_取り組む作業:_
1. 抜粋のうち「鬱々とした気持ちを打破しようとマスターズ参戦を決意。」で始まり「九州での大会ではチーム、ソロ、デュエットの3部門で3つの金メダルを獲得。」まで続く部分を、一字も変えずに書き写してください。
2. 抜粋によると、九州での大会で金メダルを獲得したのはどの部門ですか。

鬱々とした気持ちを打破しようとマスターズ参戦を決意。
「2023年の世界マスターズは地元の鹿児島で開催されたんです。皆で盛り上げたいと思ったのも、出場を決めた理由でした」
練習が楽しくて仕方なかった
当初は参加することを楽しもうと考えていた。
「ですが、恩師に“覚悟を持って絶対金メダルを獲りなさい”と一喝されて。その言葉にハッとして“真剣に挑むマスターズ”に変わりました。懸命に取り組んでいると、周りも動き出してくれて、多くの方から応援をしてもらうようにもなりました」
大会に向けての厳しい練習。現役の感覚を取り戻すことは容易ではなかった。
「最初、足をピッと伸ばすだけで、それはもう“足のつり”との戦い(笑)。でもだんだん身体もできてきて、昨日は30分で足がつったのに、今日は1時間持つようになり、次の日は2時間持つようになり。まさか、自分がここまで動けるようになるとは思ってもいませんでした」
九州での大会ではチーム、ソロ、デュエットの3部門で3つの金メダルを獲得。
「この年齢でこんなに成長できたことがうれしくて、これで終わってはもったいないと考え、続けて大会に出ることにしました」

(点ラベル付けセットの一覧)
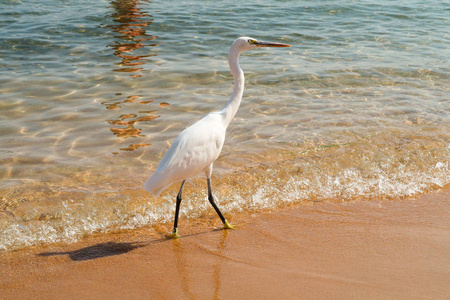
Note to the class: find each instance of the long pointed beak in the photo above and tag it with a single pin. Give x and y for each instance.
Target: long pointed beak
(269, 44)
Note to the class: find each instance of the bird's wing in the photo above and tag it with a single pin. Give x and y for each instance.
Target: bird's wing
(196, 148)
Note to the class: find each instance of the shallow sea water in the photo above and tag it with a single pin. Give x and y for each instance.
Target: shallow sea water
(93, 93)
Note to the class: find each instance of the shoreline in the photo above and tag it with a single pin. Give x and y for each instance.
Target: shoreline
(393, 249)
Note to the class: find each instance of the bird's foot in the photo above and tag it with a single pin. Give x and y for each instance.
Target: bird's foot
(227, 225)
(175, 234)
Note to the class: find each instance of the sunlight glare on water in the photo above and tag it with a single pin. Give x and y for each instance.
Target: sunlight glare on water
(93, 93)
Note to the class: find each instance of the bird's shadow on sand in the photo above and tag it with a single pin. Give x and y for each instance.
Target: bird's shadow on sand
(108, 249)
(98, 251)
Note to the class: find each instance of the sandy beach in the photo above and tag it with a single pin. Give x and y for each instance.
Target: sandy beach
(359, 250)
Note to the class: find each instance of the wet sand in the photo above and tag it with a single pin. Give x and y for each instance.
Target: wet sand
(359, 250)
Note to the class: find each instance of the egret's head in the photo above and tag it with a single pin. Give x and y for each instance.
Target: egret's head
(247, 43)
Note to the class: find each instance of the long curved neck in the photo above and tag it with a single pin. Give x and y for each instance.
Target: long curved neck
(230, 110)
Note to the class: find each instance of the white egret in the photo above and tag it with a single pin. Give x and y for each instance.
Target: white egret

_作業ごとの解答:_
1.
鬱々とした気持ちを打破しようとマスターズ参戦を決意。
「2023年の世界マスターズは地元の鹿児島で開催されたんです。皆で盛り上げたいと思ったのも、出場を決めた理由でした」
練習が楽しくて仕方なかった
当初は参加することを楽しもうと考えていた。
「ですが、恩師に“覚悟を持って絶対金メダルを獲りなさい”と一喝されて。その言葉にハッとして“真剣に挑むマスターズ”に変わりました。懸命に取り組んでいると、周りも動き出してくれて、多くの方から応援をしてもらうようにもなりました」
大会に向けての厳しい練習。現役の感覚を取り戻すことは容易ではなかった。
「最初、足をピッと伸ばすだけで、それはもう“足のつり”との戦い(笑)。でもだんだん身体もできてきて、昨日は30分で足がつったのに、今日は1時間持つようになり、次の日は2時間持つようになり。まさか、自分がここまで動けるようになるとは思ってもいませんでした」
九州での大会ではチーム、ソロ、デュエットの3部門で3つの金メダルを獲得。

2. チーム、ソロ、デュエットの3部門です。